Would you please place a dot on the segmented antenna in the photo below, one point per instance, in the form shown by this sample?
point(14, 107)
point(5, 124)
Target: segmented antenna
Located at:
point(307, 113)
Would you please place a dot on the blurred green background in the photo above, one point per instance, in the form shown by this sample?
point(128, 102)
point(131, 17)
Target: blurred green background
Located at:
==
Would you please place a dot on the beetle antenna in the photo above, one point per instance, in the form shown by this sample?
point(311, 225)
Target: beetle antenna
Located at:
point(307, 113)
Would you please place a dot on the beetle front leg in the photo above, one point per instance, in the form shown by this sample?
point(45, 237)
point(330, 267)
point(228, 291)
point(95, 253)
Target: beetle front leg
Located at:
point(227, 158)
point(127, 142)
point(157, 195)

Descrizione del compito
Ridimensiona le righe comprese tra quella che contiene "Would you please place a dot on the beetle front" e quella che contiene "point(157, 195)", estremi inclusi, e riscrivi soltanto queste, richieste comprese. Moltiplica per 0,85 solo le coordinate dei punti nelle risposte, non quelle delle richieste né dei campioni di formato, e arrotonda all'intero, con le metà per eccesso.

Risposta finale
Would you please place a dot on the beetle front leg in the photo above, one point per instance, in the form shown by this sample?
point(45, 237)
point(330, 267)
point(228, 291)
point(95, 253)
Target: beetle front leg
Located at:
point(193, 134)
point(108, 121)
point(133, 166)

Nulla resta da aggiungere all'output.